* _EXERCÍCIO BREVE_:
Extraia dos registros abaixo, sem qualquer alteração, tudo o que vai da linha que contém "pixel 1006 425." até a linha que contém "pixel 516 728", incluindo essas duas linhas.

* _DADOS_:
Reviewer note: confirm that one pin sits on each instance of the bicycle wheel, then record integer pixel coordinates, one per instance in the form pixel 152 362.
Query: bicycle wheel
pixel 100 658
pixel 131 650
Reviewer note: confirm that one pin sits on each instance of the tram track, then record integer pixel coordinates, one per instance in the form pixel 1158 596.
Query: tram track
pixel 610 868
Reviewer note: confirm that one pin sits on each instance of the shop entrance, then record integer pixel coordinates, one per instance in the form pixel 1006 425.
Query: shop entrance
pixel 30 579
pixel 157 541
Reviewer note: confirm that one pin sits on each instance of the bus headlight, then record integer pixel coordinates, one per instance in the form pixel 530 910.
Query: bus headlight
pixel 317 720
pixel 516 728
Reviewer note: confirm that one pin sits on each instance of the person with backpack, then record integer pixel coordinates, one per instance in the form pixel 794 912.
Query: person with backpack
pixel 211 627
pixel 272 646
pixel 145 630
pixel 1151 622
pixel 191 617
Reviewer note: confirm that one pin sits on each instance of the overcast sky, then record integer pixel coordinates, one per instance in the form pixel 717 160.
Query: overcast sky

* _RESULTADO_:
Reviewer note: confirm that one pin sits on each instance of the shop entrance, then record integer pixel coordinates, one per instance in the form pixel 1006 425.
Query: shop entrance
pixel 30 579
pixel 157 541
Reviewer note: confirm that one pin sits on each instance of the bus headlight, then record integer pixel coordinates, one per instance in the form pixel 530 910.
Query: bus headlight
pixel 317 720
pixel 516 728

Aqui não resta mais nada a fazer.